Entries
# # # # # # #
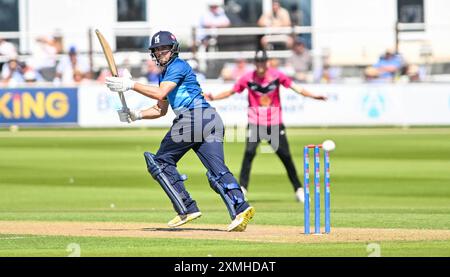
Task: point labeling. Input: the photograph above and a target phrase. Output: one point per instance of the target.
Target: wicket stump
(316, 188)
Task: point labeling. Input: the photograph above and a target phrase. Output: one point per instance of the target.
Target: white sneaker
(183, 219)
(244, 191)
(240, 222)
(300, 195)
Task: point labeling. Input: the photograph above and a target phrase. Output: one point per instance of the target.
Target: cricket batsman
(197, 126)
(264, 116)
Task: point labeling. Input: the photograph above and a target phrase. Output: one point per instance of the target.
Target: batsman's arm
(302, 91)
(158, 93)
(157, 111)
(222, 95)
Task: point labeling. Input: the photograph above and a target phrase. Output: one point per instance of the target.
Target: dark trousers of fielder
(276, 136)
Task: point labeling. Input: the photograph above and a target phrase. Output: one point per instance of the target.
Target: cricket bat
(112, 66)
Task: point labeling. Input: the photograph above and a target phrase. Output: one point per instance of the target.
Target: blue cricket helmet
(164, 38)
(261, 56)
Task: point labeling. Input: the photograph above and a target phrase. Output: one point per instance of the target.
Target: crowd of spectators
(52, 62)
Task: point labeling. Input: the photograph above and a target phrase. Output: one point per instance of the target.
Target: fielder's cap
(261, 56)
(72, 50)
(162, 38)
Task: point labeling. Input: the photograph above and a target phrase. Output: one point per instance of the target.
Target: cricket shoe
(183, 219)
(240, 222)
(244, 192)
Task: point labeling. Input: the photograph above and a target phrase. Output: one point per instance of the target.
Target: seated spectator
(12, 73)
(46, 52)
(7, 49)
(232, 72)
(300, 62)
(68, 65)
(328, 74)
(277, 17)
(215, 17)
(387, 67)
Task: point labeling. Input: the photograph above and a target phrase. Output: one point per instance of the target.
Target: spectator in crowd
(7, 49)
(386, 69)
(69, 64)
(215, 17)
(277, 17)
(12, 73)
(15, 72)
(300, 62)
(235, 71)
(45, 55)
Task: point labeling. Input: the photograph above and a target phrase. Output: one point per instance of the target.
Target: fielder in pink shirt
(265, 121)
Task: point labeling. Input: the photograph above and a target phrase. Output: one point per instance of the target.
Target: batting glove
(119, 84)
(135, 115)
(124, 115)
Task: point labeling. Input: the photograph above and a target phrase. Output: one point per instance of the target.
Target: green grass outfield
(381, 178)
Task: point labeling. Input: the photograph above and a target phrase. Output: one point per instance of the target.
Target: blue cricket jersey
(187, 94)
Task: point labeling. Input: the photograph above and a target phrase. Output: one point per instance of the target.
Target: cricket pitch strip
(255, 233)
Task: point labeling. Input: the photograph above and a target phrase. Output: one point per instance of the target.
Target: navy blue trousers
(201, 130)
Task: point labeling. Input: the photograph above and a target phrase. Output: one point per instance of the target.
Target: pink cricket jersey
(263, 96)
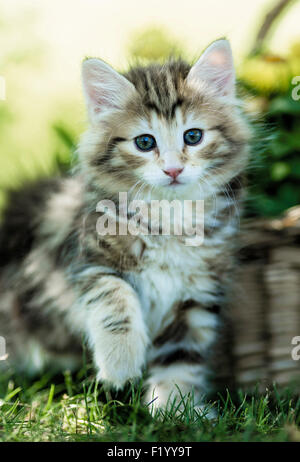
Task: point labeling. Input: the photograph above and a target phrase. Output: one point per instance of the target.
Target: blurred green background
(43, 114)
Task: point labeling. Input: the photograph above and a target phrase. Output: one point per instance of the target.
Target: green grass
(76, 408)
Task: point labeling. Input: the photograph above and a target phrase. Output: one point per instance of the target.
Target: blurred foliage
(274, 175)
(154, 44)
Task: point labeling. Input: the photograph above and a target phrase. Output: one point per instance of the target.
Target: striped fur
(138, 300)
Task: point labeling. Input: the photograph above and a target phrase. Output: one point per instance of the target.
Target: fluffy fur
(139, 300)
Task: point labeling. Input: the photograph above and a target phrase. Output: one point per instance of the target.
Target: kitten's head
(167, 130)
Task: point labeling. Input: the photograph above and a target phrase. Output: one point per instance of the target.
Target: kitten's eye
(192, 136)
(145, 142)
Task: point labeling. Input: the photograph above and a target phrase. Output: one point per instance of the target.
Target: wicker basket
(265, 308)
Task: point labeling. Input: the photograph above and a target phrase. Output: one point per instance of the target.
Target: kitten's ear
(103, 87)
(215, 68)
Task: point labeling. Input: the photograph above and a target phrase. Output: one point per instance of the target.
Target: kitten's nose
(173, 172)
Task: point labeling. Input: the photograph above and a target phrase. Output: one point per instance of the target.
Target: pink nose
(173, 172)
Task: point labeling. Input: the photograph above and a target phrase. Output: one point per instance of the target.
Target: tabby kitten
(167, 131)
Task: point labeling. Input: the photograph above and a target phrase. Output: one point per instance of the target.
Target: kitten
(167, 131)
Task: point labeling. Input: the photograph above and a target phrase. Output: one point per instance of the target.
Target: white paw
(121, 358)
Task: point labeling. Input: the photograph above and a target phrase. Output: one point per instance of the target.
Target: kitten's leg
(178, 361)
(115, 329)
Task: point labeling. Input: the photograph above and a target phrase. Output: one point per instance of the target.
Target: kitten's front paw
(121, 359)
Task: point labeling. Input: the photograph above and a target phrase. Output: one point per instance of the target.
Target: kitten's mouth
(175, 183)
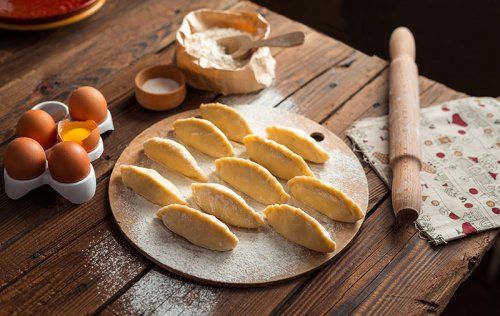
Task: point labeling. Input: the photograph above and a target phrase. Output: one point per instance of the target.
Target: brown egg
(84, 133)
(87, 103)
(39, 125)
(68, 162)
(24, 159)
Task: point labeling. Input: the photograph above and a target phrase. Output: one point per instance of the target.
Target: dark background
(458, 44)
(458, 41)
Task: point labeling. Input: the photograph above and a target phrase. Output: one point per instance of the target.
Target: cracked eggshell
(89, 143)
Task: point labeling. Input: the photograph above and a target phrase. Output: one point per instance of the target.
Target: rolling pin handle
(402, 44)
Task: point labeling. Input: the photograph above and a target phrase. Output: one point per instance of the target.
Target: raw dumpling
(227, 119)
(297, 226)
(199, 228)
(298, 142)
(173, 156)
(325, 199)
(252, 179)
(151, 185)
(276, 158)
(226, 205)
(203, 136)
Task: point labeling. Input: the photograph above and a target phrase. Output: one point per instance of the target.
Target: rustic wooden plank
(242, 301)
(115, 48)
(189, 298)
(160, 292)
(135, 119)
(328, 92)
(416, 285)
(79, 278)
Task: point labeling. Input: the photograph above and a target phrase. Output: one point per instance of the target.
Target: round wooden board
(262, 256)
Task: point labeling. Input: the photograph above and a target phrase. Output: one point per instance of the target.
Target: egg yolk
(76, 135)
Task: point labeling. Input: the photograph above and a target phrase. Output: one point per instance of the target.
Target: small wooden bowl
(160, 101)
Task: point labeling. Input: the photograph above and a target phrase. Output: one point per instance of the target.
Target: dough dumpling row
(299, 227)
(230, 121)
(276, 158)
(226, 205)
(151, 185)
(298, 142)
(203, 136)
(325, 198)
(173, 156)
(198, 228)
(251, 179)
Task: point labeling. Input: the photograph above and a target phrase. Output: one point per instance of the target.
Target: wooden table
(59, 257)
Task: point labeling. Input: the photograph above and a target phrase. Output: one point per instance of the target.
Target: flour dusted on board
(204, 46)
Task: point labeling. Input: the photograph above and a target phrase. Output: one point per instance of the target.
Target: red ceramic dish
(40, 10)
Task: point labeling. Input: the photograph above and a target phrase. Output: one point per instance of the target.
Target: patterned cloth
(461, 163)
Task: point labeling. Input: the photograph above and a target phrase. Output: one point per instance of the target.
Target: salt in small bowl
(160, 100)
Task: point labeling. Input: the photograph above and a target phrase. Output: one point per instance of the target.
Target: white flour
(204, 46)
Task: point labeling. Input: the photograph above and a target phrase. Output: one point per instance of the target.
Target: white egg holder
(77, 192)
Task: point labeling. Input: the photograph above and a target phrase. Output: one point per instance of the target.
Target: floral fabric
(461, 164)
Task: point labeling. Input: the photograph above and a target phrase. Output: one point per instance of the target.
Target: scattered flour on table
(203, 45)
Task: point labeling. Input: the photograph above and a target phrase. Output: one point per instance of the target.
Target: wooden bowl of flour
(195, 58)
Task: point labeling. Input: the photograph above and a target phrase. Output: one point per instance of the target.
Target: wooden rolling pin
# # # # # # #
Aim
Copy out each line of the records above that includes the word "white".

Correct answer
Target: white sneaker
Target: white paw
Target: white flour
Target: white egg holder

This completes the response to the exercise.